(Action item): Line by line, copy the listing below exactly.

(Data shown):
+++++
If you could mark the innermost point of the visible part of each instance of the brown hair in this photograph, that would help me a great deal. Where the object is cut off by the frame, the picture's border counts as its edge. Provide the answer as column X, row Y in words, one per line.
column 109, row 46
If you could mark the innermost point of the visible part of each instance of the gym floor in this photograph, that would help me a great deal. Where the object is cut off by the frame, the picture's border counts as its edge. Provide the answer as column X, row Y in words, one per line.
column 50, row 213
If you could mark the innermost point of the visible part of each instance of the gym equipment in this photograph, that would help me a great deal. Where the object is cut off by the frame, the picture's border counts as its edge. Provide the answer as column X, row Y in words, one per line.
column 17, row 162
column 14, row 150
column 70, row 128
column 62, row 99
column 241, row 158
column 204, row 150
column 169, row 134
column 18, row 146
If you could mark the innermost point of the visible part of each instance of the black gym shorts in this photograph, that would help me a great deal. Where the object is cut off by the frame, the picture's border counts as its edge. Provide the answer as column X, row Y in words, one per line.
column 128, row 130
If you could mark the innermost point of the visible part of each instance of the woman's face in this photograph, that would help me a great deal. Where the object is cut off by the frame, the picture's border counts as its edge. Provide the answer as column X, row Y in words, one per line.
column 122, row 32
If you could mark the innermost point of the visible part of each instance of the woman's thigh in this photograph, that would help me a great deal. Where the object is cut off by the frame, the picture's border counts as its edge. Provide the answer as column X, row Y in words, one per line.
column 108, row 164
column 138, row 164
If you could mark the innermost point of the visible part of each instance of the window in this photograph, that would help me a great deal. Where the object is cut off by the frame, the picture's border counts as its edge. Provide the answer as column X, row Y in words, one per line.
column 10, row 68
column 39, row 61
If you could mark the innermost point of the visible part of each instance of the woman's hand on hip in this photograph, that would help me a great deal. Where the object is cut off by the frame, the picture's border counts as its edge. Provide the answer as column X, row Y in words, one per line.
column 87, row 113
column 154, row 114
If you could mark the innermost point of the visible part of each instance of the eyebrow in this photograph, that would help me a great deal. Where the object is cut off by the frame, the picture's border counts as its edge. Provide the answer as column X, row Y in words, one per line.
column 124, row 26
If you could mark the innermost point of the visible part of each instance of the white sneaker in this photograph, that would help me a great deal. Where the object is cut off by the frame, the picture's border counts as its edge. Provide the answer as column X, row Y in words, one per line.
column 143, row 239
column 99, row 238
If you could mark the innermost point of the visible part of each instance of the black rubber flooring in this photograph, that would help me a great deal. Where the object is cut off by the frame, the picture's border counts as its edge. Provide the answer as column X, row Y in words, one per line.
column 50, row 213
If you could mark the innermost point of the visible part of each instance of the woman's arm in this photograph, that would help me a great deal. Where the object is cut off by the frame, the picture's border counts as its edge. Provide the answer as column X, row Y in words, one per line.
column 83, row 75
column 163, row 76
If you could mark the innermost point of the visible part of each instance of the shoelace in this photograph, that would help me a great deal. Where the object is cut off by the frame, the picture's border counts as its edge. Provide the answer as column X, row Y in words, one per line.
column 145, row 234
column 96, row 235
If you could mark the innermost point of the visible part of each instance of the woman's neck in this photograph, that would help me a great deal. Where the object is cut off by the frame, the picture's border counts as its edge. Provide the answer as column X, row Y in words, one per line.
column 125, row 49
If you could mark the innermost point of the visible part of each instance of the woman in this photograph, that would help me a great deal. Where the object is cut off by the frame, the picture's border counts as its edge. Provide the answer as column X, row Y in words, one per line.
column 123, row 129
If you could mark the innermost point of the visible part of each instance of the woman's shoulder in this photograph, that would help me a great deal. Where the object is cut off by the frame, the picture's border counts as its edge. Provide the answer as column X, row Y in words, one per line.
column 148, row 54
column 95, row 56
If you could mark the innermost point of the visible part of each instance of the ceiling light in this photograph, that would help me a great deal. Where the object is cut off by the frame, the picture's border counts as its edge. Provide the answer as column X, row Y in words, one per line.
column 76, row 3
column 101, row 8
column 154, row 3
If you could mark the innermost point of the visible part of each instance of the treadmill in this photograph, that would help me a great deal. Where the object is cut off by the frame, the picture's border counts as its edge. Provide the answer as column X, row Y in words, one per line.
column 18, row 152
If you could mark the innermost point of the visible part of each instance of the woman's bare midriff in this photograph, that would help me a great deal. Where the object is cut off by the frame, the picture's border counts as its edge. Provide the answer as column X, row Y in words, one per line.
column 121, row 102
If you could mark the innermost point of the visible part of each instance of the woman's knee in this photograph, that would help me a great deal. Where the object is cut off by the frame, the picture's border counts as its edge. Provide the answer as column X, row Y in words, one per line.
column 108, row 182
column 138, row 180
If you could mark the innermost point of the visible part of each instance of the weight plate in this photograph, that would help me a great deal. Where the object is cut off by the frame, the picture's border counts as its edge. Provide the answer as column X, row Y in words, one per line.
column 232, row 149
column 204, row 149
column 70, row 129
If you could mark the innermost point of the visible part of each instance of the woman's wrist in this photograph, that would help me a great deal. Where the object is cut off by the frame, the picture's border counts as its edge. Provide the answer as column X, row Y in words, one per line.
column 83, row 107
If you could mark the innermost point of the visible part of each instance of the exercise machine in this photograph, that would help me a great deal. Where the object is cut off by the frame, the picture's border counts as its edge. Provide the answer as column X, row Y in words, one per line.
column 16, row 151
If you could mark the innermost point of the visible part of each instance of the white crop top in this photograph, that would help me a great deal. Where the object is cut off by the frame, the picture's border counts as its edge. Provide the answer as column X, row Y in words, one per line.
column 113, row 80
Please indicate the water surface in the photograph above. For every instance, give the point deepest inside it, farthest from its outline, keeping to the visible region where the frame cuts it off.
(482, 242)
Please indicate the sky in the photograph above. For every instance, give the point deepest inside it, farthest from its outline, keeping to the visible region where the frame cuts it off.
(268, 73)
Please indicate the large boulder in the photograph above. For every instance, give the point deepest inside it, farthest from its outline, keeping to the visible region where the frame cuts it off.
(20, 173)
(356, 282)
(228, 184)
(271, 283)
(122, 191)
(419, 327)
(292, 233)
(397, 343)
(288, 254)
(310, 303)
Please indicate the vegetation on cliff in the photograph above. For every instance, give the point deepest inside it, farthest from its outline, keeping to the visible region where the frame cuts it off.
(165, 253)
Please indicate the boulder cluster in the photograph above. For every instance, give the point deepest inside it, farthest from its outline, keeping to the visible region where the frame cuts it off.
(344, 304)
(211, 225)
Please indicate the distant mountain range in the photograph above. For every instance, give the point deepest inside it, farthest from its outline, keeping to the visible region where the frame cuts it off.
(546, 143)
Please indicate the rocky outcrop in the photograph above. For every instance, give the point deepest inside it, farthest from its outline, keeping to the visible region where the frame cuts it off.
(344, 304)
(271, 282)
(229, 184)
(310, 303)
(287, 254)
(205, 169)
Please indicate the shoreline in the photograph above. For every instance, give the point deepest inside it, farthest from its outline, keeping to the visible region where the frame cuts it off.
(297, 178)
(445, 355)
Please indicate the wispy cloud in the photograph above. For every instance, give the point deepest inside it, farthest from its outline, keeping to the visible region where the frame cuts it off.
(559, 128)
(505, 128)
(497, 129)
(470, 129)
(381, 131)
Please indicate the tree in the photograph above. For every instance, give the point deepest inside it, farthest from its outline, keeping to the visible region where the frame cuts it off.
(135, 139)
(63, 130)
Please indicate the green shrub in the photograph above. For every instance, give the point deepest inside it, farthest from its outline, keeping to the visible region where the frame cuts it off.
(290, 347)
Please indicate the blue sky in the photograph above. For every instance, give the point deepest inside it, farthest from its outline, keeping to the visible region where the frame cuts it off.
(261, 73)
+++++
(Reply to the exercise):
If you could mark the innermost point of the visible part of each instance of the brown hair in this photograph, that would help me a great deal. Where the object is cut off by the frame, the picture's border counts as its edge. Provide the answer as column X, row Y in words, one per line.
column 109, row 46
If you could mark the innermost point of the visible part of each instance of the gym floor in this photograph, that would help me a great deal. Where the object is cut off by the frame, the picture's border counts as its edge. Provide the answer as column X, row Y in words, one per line.
column 50, row 213
If you could mark the innermost point of the visible part of each instance of the gym equipment in this photograph, that would help me a great deal. Where the object is cut off by the frame, the picture's border counts as its edge. Provide the answer as column X, row Y in words, one per line.
column 17, row 162
column 14, row 150
column 70, row 128
column 62, row 99
column 241, row 158
column 204, row 150
column 169, row 134
column 18, row 146
If you could mark the innermost point of the visible part of each instance of the black gym shorts in this photograph, that would help me a great deal. Where the object is cut off by the frame, the picture's border counts as its edge. Provide the answer as column X, row Y in words, one per line.
column 128, row 130
If you could mark the innermost point of the visible part of each instance of the woman's face in this photograph, that would help me a great deal. Where the object is cut off by the frame, the picture's border counts as its edge. Provide the answer as column X, row Y in words, one per line.
column 122, row 32
If you could mark the innermost point of the visible part of each instance of the woman's thigh in this photograph, that would help me a great deal. Where the object is cut off by the frame, the picture's border counts as its edge. Provide the answer as column X, row Y in words, one per line.
column 108, row 164
column 138, row 164
If you could mark the innermost point of the visible part of each instance of the window in this photograph, that would help me a great deal. Where the object is cut off by the frame, the picture's border counts as its edge. Provide the answer as column X, row Y in words, one per line.
column 10, row 68
column 39, row 61
If you could mark the innermost point of the visible part of each instance of the woman's hand on hip in this photograph, that would help me a great deal. Where the object is cut off by the frame, the picture's border counts as its edge. Provide the answer as column X, row Y in words, one per line.
column 87, row 113
column 154, row 114
If you could mark the innermost point of the visible part of each instance of the eyebrow in this photograph, that would help me a great deal. Where the object is cut off by the frame, the picture's border counts as its edge. Provide the answer as column X, row Y in words, one per line.
column 124, row 26
If you could mark the innermost point of the visible part of each instance of the white sneaker in this photograph, that would help me a great deal. Where the object is cut off by the frame, the picture's border counts as its edge. Provide the answer as column X, row Y in words, one per line.
column 143, row 239
column 99, row 238
If you could mark the innermost point of the visible part of each instance of the black rubber flooring in this photograph, that would help me a great deal. Where the object is cut off by the frame, the picture's border counts as its edge. Provide the answer as column X, row Y in words, one per line.
column 50, row 213
If you could mark the innermost point of the visible part of each instance of the woman's arm in this photograph, that would help me a great deal. Where the object is cut off by the frame, the picture's border counts as its edge. Provide the answer as column X, row Y in words, one per line.
column 83, row 75
column 163, row 76
If you could mark the innermost point of the visible part of each instance of the shoelace in this photograph, that would help me a great deal. Where the object is cut off by the frame, the picture's border counts as its edge. Provide the answer as column X, row Y in words, one per line.
column 145, row 234
column 96, row 235
If you could mark the innermost point of the visible part of each instance of the woman's neck in this photograph, that would help me a great deal. Where the object is cut off by the frame, the picture's border counts as its edge. Provide the answer as column X, row Y in words, one per line.
column 125, row 49
If you could mark the innermost point of the visible part of each instance of the woman in this photograph, that would help me a great deal. Where the object is cut off by the frame, the picture's border counts as its edge. Provide the answer as column X, row Y in words, one per line.
column 123, row 129
If you could mark the innermost point of the visible part of each instance of the woman's shoulder in this photograph, that would help me a great deal. Where the object is cut off by the frame, the picture's border counts as its edge. Provide the answer as column X, row Y in words, one per line.
column 148, row 54
column 95, row 56
If you could mark the innermost point of the visible part of each instance of the ceiling light in this photograph, that would help me a great deal. Where the object is cut off by the frame, the picture's border counts as its edge. Provide the answer as column X, row Y in words, one per line.
column 76, row 3
column 101, row 8
column 154, row 3
If you could mark the innermost point of the visible part of each instance of the treadmill in this photograph, that would help me a great deal. Where the object is cut off by the frame, the picture's border counts as its edge. Provide the answer as column X, row Y in words, one per line.
column 18, row 152
If you could mark the innermost point of the visible part of each instance of the woman's bare midriff in this photograph, that would help me a great deal. Where the object is cut off by the frame, the picture's border counts as its edge. Provide the answer as column X, row Y in words, one per line.
column 121, row 102
If you could mark the innermost point of the visible part of each instance of the woman's knee in this photograph, that would help me a great deal. Where the object is cut off by the frame, the picture's border counts as its edge. Provide the answer as column X, row Y in words, one per line.
column 108, row 182
column 138, row 180
If you could mark the innermost point of the visible part of each instance of the weight plate in this photograph, that would help me a great deal. Where the object is cut off by the frame, the picture's border counts as its edge. Provide the answer as column X, row Y in words, one per line.
column 232, row 149
column 204, row 149
column 70, row 129
If you could mark the innermost point of the visible part of each instance of the woman's wrist in this photograph, that would help me a great deal. Where the object is cut off by the frame, the picture's border counts as its edge. Provide the answer as column X, row Y in words, one per line.
column 83, row 107
If you could mark the innermost point of the visible part of each instance of the exercise machine in this photograph, that would help me a great deal. Where the object is cut off by the frame, the picture's border counts as its edge. Provide the answer as column X, row Y in words, one per line.
column 16, row 151
If you could mark the innermost point of the visible part of each instance of the white crop top in this photograph, that would help me a great deal. Where the object is cut off by the frame, the picture's border counts as its edge. Provide the answer as column X, row Y in words, one per line.
column 113, row 80
Please indicate the water surface in the photograph above. For every instance, give the point deepest inside it, farthest from its outline, keeping to the visible region where the frame cuts it off.
(482, 242)
Please indicate the sky in the photograph above. For every instance, give the point deepest inside it, farthest from its outline, keeping to the visible region where the frame cuts it off.
(268, 73)
Please indicate the large boulder in the photograph above. For every instance, give the point deepest inside it, farthest from its outline, keeping to the visible region where the frame cuts it off.
(20, 173)
(356, 282)
(228, 184)
(271, 283)
(122, 191)
(419, 327)
(292, 233)
(397, 343)
(288, 254)
(310, 303)
Please indicate the vegetation on cliff in the photograph above. For every instance, give the point deepest inside it, farthest from its outline, keeping to the visible region where the frame cuts it off.
(165, 253)
Please indicate the boulder cluster in the photograph above. For every instance, give the point deepest inside it, farthest from its outline, keeping to the visible region where the frame cuts it off.
(344, 304)
(211, 225)
Please indicate the distant mountain range in the photograph above. For every instance, give the point deepest inside it, farthest from its outline, keeping to the visible region where the frame cuts it off.
(546, 143)
Please indicate the rocky outcrop in the photograph above. For every instance, give the point deepest inside it, farthest from its outline, keeping to the visible region where the frame cuts it off.
(344, 304)
(271, 282)
(229, 184)
(310, 303)
(287, 254)
(205, 169)
Please indicate the shoreline in the photograph above. For every instance, give the point deepest inside it, farthest from its outline, keeping to the visible region where the frame cuts it off.
(297, 178)
(445, 355)
Please indicate the wispy cloud in the photograph above. For every instance, give the point deepest inside it, farthest from its outline, keeping to the visible region where the frame cuts it off.
(559, 128)
(505, 128)
(497, 129)
(470, 129)
(381, 131)
Please indicate the tree in the photograph above. For every instance, give the point deepest inside it, farthest from its outline, keeping to the visible region where the frame cuts it off.
(135, 139)
(63, 130)
Please indicate the green shrub in the photograph above. For every instance, give the point deepest inside it, farthest from its outline, keeping to the visible region where the frame cuts it off.
(290, 347)
Please indicate the blue sky in the photograph above. For every instance, give the point deepest inside it, farthest from its outline, keeping to the visible region where the frame cuts it off.
(261, 73)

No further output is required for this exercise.